■ **Requirements**:
Reproduce, word for word, the portion of the passage on the right to exist that begins at "It might mean you" and stops after "time has made.".

It might mean you would have no need of words. No need for them beyond communication, self expression. It might mean that many things are simply given.
The Greeks had no concept of rights. Only of justice.
What would the right to existence feel like? It might feel like what these lines of poetry make me feel:
Never again would birds' song be the same.
And to do that to birds was why she came.
—Robert Frost
​
Or these:
The soul's dark cottage, battered and decayed,
Lets in new light through chinks that time has made.
—Edmund Waller
What is that feeling? That there are loopholes in the law.
What is a poem?
An anodyne that doesn't take away the pain.
Then, crucially, there is Telemachus, Odysseus’s son, whose story can be described as how a boy with good manners, unhappy and daydreaming, acquires a belief in his right to exist.
A belief that can be summed up in a word: lineage.
Telemachus thinks of himself as an orphan. Doubts he is his father's son. Feels helpless. Alone. A nobody. Meaning: only himself. Without support or resources.

■ **Excerpted records**:
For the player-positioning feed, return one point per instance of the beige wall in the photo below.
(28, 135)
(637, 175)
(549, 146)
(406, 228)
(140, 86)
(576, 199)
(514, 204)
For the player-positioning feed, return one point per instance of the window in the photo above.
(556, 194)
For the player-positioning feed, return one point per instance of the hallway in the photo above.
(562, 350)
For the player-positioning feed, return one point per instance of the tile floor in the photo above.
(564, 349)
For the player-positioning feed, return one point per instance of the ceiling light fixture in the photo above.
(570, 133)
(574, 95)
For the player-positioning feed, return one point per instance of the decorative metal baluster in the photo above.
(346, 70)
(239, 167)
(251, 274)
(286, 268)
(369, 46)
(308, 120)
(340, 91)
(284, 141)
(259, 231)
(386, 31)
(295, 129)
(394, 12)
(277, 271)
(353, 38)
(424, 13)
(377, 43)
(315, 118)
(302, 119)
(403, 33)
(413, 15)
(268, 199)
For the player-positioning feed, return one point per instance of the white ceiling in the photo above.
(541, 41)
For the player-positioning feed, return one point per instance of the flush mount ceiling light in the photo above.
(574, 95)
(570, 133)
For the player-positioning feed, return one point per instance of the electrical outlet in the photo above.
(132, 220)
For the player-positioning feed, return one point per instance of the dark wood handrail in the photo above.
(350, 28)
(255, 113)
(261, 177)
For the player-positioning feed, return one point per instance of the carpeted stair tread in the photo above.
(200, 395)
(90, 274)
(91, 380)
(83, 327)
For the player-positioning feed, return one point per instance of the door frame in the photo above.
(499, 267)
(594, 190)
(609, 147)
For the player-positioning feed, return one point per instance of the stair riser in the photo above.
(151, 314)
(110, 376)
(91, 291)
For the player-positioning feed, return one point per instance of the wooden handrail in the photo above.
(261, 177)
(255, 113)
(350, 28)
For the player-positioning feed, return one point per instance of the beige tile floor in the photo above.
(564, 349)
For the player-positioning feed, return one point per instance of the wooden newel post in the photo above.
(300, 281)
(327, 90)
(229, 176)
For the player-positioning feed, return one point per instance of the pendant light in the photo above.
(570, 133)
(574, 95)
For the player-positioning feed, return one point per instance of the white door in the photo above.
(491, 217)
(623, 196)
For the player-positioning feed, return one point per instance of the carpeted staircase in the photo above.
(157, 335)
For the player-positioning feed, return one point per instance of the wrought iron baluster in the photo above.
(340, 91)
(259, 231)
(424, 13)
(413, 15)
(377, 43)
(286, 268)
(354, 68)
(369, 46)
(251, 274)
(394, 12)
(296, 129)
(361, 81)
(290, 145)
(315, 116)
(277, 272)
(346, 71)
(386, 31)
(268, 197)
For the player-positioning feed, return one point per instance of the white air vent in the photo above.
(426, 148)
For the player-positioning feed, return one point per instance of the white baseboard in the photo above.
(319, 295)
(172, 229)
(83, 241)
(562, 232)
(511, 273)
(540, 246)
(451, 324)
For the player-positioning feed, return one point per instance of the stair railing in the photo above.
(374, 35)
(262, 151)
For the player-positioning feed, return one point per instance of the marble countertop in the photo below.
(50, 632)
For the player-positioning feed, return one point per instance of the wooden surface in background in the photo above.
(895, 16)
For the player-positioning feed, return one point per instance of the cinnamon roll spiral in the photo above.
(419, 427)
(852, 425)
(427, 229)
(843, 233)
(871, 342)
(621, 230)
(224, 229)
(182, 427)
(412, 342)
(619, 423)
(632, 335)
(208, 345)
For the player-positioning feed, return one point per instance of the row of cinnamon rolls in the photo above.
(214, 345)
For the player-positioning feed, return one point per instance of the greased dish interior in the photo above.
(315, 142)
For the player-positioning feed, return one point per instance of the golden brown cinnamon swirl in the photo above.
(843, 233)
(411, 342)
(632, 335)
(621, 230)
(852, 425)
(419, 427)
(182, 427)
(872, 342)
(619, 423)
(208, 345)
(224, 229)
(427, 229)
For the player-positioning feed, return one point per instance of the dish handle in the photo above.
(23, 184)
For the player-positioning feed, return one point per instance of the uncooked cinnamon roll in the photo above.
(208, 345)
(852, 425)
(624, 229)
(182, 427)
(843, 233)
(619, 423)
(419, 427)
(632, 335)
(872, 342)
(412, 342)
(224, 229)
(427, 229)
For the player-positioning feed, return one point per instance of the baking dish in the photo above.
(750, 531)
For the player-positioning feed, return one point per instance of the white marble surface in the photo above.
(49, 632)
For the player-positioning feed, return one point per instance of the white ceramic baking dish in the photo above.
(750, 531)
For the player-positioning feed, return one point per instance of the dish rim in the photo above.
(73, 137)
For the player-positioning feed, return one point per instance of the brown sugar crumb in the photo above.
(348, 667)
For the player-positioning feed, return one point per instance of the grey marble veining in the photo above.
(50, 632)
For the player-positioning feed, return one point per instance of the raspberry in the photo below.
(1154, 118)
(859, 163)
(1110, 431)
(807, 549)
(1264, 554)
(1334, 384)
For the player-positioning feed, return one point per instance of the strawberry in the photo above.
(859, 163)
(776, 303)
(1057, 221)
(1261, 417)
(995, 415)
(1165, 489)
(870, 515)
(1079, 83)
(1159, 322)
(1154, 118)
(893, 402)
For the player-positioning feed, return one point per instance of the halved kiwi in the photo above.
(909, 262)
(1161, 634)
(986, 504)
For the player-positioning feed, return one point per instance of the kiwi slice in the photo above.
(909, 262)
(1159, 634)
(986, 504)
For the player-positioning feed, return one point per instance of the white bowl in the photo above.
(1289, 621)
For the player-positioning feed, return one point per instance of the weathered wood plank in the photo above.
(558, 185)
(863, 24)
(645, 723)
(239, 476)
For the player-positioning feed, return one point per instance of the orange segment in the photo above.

■ **Written response**:
It might mean you would have no need of words. No need for them beyond communication, self expression. It might mean that many things are simply given.
The Greeks had no concept of rights. Only of justice.
What would the right to existence feel like? It might feel like what these lines of poetry make me feel:
Never again would birds' song be the same.
And to do that to birds was why she came.
—Robert Frost
​
Or these:
The soul's dark cottage, battered and decayed,
Lets in new light through chinks that time has made.